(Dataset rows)
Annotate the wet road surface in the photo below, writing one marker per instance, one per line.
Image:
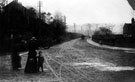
(76, 61)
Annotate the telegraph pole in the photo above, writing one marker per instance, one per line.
(74, 27)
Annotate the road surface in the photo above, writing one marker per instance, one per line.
(77, 61)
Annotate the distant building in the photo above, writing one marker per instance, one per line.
(129, 28)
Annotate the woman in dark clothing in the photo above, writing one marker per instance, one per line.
(31, 65)
(16, 60)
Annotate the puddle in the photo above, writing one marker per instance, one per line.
(103, 66)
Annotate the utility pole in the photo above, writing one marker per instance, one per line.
(81, 30)
(39, 9)
(74, 27)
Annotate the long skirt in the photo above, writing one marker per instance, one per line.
(31, 65)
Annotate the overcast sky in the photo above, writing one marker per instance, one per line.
(87, 11)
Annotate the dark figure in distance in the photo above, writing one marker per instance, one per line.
(31, 65)
(40, 61)
(16, 59)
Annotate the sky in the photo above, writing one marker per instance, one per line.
(87, 11)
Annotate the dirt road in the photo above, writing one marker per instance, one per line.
(76, 61)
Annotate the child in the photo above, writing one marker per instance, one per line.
(40, 61)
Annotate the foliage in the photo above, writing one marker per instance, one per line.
(18, 24)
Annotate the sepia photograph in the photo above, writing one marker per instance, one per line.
(67, 40)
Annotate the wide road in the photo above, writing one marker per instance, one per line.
(79, 61)
(76, 61)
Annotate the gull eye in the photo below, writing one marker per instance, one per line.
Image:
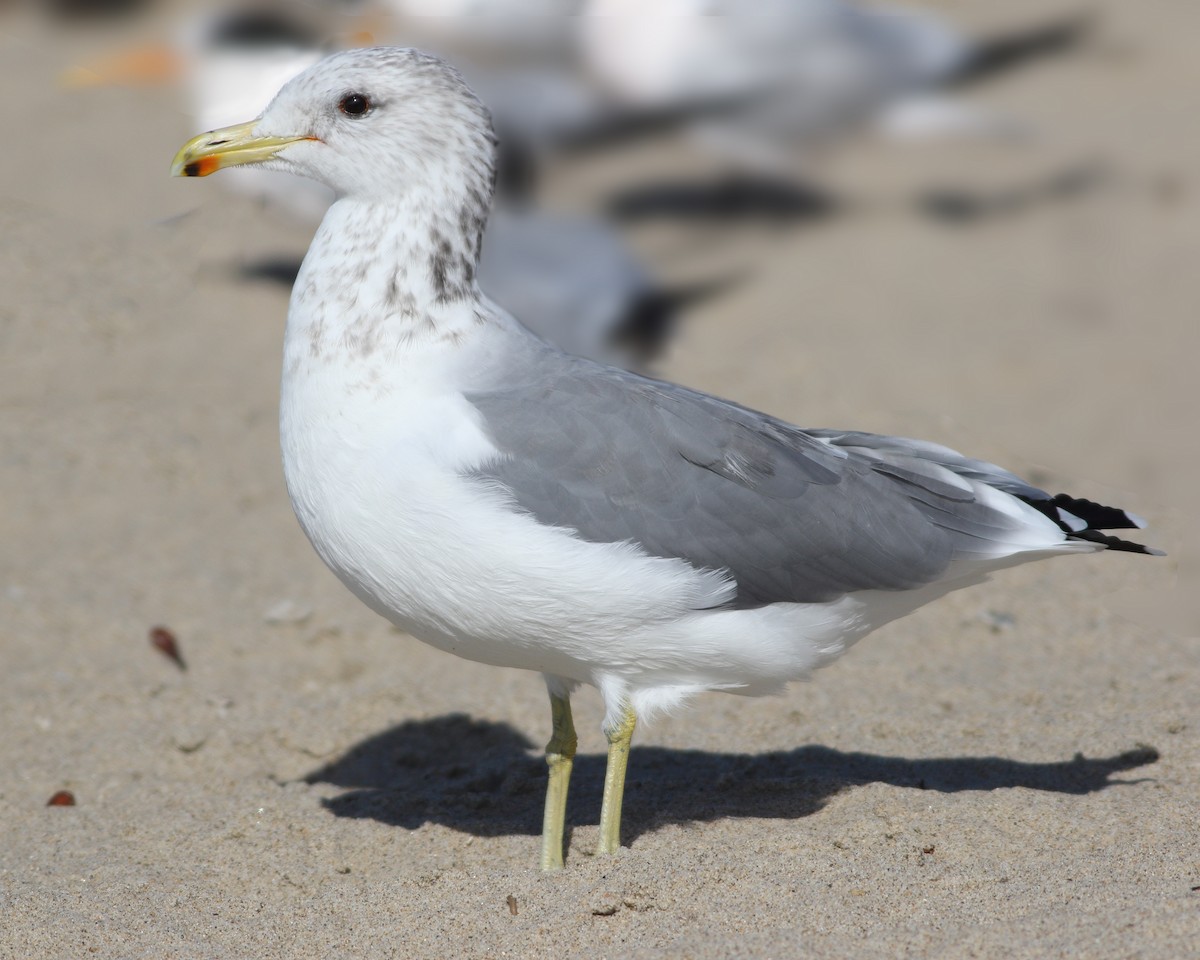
(354, 105)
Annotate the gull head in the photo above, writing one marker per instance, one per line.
(367, 123)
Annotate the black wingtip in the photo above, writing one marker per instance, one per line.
(1085, 520)
(1116, 543)
(996, 55)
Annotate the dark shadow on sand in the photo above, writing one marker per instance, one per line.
(487, 779)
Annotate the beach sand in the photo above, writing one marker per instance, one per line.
(1012, 772)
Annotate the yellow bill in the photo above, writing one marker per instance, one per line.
(228, 147)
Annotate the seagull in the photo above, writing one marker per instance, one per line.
(808, 71)
(520, 507)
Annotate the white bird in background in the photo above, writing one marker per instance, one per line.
(808, 71)
(520, 507)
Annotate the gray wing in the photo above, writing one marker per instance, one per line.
(570, 280)
(793, 515)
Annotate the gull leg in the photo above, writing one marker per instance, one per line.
(559, 757)
(619, 738)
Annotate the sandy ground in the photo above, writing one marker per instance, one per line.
(1012, 772)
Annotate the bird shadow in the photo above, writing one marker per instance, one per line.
(486, 779)
(733, 198)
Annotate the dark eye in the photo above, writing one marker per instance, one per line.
(354, 105)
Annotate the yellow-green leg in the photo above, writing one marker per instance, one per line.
(619, 738)
(559, 757)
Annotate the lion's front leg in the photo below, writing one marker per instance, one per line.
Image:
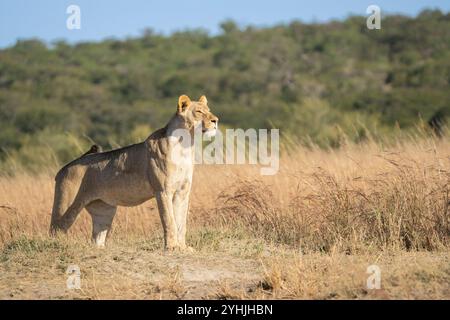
(166, 214)
(181, 208)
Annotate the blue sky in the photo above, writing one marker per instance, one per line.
(100, 19)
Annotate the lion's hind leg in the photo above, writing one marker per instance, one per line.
(102, 216)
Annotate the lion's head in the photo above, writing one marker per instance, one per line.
(196, 113)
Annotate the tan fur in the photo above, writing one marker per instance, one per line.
(132, 175)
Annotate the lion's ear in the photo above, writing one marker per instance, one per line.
(183, 103)
(203, 100)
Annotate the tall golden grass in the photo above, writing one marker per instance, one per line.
(350, 199)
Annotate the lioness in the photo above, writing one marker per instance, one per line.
(134, 174)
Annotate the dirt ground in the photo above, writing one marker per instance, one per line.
(36, 269)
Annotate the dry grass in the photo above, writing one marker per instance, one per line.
(308, 232)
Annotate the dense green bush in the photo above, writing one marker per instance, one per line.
(313, 81)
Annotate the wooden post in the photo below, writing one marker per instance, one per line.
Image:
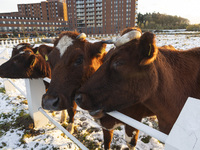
(35, 89)
(185, 134)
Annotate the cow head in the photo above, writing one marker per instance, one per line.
(26, 64)
(76, 60)
(20, 47)
(128, 73)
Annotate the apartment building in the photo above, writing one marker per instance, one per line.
(44, 17)
(101, 16)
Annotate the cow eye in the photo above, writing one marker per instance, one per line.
(79, 61)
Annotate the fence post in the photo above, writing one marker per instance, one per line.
(185, 134)
(35, 89)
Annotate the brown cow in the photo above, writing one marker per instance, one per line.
(21, 47)
(69, 52)
(139, 72)
(70, 73)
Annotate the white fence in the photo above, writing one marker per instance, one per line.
(185, 134)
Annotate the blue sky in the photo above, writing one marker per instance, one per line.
(189, 9)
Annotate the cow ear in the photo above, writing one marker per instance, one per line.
(148, 48)
(97, 49)
(32, 60)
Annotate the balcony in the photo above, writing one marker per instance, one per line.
(79, 6)
(90, 1)
(80, 2)
(81, 18)
(99, 21)
(90, 9)
(90, 14)
(80, 14)
(99, 17)
(99, 13)
(80, 10)
(90, 18)
(98, 5)
(99, 9)
(89, 5)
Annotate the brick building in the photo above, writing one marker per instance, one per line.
(89, 16)
(101, 16)
(45, 17)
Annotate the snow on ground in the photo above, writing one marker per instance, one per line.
(13, 107)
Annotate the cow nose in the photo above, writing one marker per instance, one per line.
(49, 102)
(78, 99)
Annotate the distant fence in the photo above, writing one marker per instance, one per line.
(12, 42)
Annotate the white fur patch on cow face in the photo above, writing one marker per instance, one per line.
(63, 44)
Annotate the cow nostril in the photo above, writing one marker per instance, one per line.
(78, 99)
(50, 102)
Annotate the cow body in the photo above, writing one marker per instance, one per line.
(78, 62)
(139, 72)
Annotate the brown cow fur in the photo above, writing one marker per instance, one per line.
(139, 72)
(67, 78)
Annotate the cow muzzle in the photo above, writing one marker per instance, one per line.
(50, 102)
(83, 102)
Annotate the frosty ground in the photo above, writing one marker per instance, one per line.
(16, 126)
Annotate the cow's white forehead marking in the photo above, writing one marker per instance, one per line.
(22, 52)
(63, 44)
(20, 46)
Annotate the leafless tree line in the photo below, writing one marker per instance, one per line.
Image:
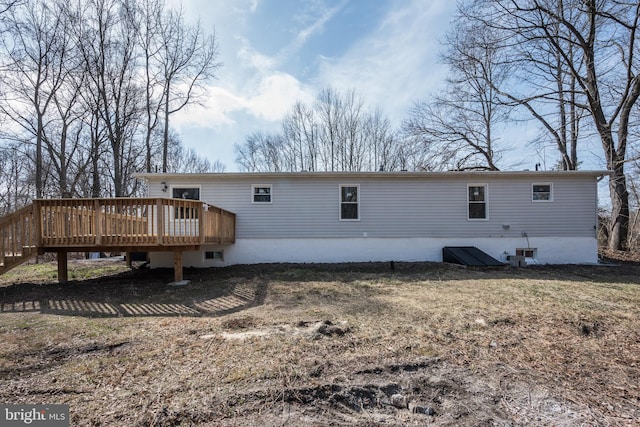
(87, 92)
(571, 66)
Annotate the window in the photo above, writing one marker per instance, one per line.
(217, 255)
(192, 193)
(261, 193)
(349, 209)
(527, 252)
(477, 198)
(542, 192)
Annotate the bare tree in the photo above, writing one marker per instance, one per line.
(108, 41)
(594, 42)
(187, 60)
(458, 128)
(37, 53)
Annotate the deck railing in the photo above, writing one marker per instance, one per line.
(18, 237)
(131, 222)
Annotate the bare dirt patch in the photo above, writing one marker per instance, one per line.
(349, 344)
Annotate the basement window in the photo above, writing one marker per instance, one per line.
(542, 192)
(261, 193)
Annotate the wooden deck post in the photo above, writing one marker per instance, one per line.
(177, 266)
(63, 268)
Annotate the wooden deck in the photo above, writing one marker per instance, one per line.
(112, 225)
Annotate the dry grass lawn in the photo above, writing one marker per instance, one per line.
(351, 344)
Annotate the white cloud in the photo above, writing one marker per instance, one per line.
(397, 62)
(301, 38)
(269, 99)
(249, 57)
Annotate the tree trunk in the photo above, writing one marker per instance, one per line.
(619, 228)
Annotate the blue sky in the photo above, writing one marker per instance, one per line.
(276, 52)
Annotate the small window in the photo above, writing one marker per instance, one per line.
(542, 192)
(527, 252)
(477, 201)
(188, 194)
(261, 193)
(219, 255)
(349, 205)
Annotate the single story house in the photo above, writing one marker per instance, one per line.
(548, 217)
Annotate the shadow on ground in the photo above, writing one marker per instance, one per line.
(138, 293)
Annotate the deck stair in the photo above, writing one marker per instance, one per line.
(111, 225)
(469, 255)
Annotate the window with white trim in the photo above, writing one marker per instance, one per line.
(542, 192)
(349, 202)
(261, 193)
(477, 201)
(527, 252)
(188, 193)
(215, 255)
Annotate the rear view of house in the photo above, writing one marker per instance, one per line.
(547, 217)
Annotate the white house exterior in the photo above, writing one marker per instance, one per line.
(549, 217)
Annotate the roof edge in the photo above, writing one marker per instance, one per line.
(395, 174)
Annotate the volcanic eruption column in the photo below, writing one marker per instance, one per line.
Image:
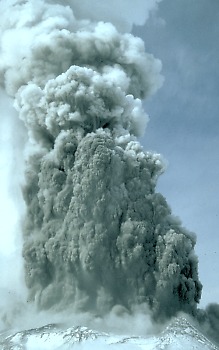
(96, 234)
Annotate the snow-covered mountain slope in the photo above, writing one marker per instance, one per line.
(180, 334)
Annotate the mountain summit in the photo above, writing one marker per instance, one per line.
(180, 334)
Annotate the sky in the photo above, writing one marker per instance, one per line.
(184, 35)
(184, 122)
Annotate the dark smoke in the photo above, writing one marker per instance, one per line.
(96, 234)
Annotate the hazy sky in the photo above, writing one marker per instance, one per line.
(184, 126)
(184, 123)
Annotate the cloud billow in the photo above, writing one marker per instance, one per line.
(96, 234)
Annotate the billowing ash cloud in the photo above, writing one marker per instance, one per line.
(96, 233)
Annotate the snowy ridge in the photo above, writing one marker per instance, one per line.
(180, 334)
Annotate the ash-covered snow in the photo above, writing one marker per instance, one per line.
(179, 334)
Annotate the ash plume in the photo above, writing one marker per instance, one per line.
(95, 234)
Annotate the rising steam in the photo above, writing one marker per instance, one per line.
(95, 234)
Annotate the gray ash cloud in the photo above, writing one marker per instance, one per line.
(95, 234)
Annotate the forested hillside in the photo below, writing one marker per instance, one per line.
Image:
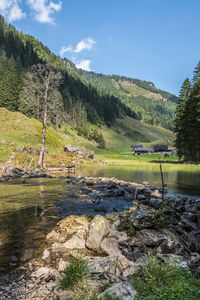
(187, 121)
(153, 106)
(88, 98)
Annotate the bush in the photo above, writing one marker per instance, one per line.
(97, 137)
(158, 281)
(75, 273)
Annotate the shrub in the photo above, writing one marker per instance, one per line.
(75, 273)
(158, 281)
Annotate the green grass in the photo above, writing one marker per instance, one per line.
(128, 131)
(75, 273)
(163, 282)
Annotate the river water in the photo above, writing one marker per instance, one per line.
(30, 208)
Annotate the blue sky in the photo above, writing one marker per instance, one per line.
(156, 40)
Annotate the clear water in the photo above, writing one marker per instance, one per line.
(30, 208)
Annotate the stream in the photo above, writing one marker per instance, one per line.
(30, 208)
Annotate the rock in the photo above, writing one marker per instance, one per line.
(150, 237)
(75, 243)
(102, 265)
(41, 272)
(99, 228)
(62, 265)
(155, 202)
(69, 226)
(130, 196)
(141, 197)
(79, 151)
(27, 255)
(110, 246)
(143, 217)
(174, 260)
(156, 194)
(46, 256)
(123, 290)
(134, 255)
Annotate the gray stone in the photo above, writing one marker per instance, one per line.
(110, 247)
(150, 237)
(124, 290)
(102, 265)
(46, 256)
(174, 260)
(143, 217)
(75, 243)
(62, 265)
(99, 228)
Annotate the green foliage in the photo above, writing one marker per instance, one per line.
(98, 137)
(101, 102)
(76, 272)
(187, 121)
(159, 281)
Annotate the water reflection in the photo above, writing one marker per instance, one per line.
(30, 208)
(177, 181)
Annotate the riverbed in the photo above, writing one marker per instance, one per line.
(30, 208)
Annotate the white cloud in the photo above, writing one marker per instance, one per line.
(44, 10)
(15, 13)
(84, 44)
(64, 49)
(11, 10)
(84, 64)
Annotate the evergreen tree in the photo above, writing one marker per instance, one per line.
(181, 115)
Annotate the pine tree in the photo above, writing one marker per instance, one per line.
(181, 116)
(196, 73)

■ Task details:
Give the lines exactly as they stand, from the line with "Annotate the gray stone" through the end of the material.

■ Reply:
Annotate the gray stone in the photo above, writing one marker per instance, one per line.
(110, 247)
(150, 237)
(124, 290)
(102, 265)
(46, 256)
(174, 260)
(143, 217)
(75, 243)
(62, 265)
(99, 228)
Annotate the green foliage in the photo above, writing one marker per instance, one per line.
(98, 137)
(101, 102)
(76, 272)
(187, 121)
(159, 281)
Annotate the water reflection in the photo above, writing one marker per instance, one per line.
(30, 208)
(177, 181)
Annotate the riverbed in the photo above, writing one marker per instance, one per line.
(30, 208)
Annotate the white cloud in the photo above, writing one marker per instance, one per line.
(44, 10)
(15, 13)
(84, 44)
(64, 49)
(11, 10)
(84, 64)
Annotate the evergreen tree in the photo above, writing one marker per instance, one per line.
(181, 115)
Annotate the pine tree in the photo above, writing one marker per instance, one per line.
(181, 116)
(196, 73)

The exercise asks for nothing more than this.